Start of Block
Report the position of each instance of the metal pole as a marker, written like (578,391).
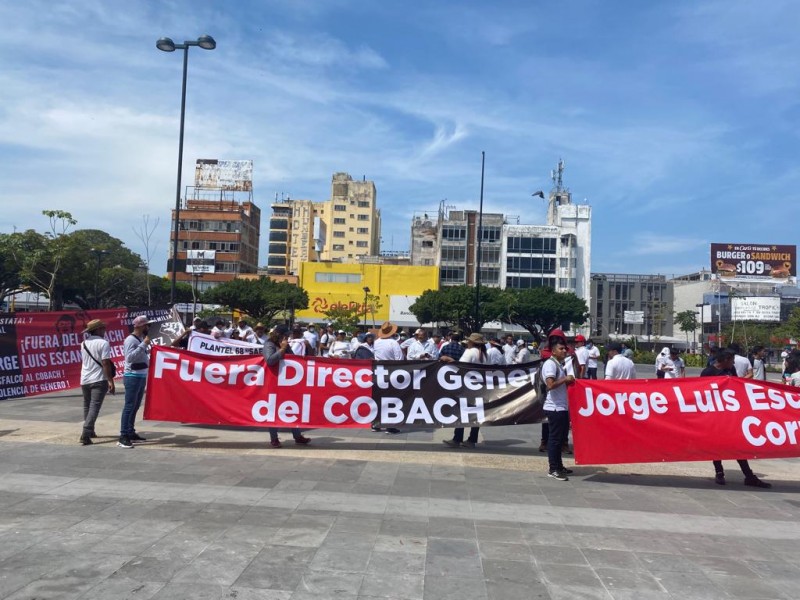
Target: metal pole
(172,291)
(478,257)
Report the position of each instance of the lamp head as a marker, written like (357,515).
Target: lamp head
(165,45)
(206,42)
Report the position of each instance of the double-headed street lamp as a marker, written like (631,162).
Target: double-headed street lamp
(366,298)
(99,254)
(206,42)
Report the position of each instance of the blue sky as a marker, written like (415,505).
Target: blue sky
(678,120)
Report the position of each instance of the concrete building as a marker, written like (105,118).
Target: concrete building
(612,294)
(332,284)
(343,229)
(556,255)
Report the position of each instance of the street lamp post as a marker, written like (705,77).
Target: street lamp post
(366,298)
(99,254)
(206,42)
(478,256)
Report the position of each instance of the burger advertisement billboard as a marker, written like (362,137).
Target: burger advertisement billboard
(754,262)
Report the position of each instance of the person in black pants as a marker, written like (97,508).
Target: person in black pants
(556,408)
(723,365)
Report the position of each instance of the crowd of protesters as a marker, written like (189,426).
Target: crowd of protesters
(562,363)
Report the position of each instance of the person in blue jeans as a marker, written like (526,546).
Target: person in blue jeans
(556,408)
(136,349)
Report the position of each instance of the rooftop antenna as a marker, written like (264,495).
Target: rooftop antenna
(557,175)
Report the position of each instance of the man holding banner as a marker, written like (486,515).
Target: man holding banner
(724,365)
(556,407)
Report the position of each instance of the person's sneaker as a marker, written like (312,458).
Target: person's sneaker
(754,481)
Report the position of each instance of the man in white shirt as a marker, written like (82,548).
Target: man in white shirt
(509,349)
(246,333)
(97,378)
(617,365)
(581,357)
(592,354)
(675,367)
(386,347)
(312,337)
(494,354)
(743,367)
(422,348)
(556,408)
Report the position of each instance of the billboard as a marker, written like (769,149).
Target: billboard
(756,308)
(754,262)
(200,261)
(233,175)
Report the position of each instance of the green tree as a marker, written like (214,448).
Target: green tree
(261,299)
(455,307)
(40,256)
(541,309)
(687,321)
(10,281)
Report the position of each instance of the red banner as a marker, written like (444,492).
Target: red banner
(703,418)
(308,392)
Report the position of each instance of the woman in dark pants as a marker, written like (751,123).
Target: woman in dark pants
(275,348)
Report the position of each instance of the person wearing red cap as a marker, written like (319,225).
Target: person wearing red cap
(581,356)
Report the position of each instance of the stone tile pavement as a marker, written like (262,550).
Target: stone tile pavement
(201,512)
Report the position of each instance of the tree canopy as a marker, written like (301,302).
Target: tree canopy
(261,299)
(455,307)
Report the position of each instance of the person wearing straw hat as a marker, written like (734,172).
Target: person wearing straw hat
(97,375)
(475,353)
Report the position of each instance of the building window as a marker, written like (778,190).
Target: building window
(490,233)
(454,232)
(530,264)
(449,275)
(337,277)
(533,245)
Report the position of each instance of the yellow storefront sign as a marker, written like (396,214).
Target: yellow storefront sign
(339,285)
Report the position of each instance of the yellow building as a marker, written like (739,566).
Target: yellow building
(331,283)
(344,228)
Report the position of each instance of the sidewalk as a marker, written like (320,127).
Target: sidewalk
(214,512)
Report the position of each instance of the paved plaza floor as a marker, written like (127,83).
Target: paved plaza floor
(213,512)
End of Block
Start of Block
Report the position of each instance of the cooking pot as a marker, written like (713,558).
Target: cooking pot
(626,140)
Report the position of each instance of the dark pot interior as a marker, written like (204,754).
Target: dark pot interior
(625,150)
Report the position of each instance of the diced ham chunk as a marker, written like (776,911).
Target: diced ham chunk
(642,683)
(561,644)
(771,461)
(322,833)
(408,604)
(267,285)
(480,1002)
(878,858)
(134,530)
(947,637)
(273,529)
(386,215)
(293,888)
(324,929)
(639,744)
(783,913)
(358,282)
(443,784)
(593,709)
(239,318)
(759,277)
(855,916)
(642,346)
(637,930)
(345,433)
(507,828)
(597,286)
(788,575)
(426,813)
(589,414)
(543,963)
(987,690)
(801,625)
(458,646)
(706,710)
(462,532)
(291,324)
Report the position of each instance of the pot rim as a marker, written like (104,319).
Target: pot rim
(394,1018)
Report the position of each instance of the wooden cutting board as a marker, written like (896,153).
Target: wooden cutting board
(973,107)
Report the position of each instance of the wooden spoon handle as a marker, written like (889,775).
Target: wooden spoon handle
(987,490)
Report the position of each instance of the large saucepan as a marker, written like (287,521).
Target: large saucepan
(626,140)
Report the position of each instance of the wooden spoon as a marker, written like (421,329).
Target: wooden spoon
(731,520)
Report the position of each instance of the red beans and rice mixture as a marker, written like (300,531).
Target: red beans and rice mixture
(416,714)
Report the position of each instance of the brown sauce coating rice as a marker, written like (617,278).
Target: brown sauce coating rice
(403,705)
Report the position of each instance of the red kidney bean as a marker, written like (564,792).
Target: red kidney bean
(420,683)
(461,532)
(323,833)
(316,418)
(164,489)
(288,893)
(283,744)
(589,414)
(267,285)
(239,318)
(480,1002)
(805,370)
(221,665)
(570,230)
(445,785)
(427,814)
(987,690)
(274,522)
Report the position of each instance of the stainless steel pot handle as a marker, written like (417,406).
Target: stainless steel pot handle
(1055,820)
End of Block
**EXERCISE BRIEF**
Above are the records; from them, give again exactly the lines from the one containing "Report the position of each instance of the stone" to the one containing "Report the position of each instance of the tree", both lines included, and nothing more.

**RESULT**
Report the position of each instance of the stone tile pavement as a marker, written like (262,550).
Target: stone tile pavement
(201,512)
Report the position of each instance of the tree canopy as a marker, written like (301,302).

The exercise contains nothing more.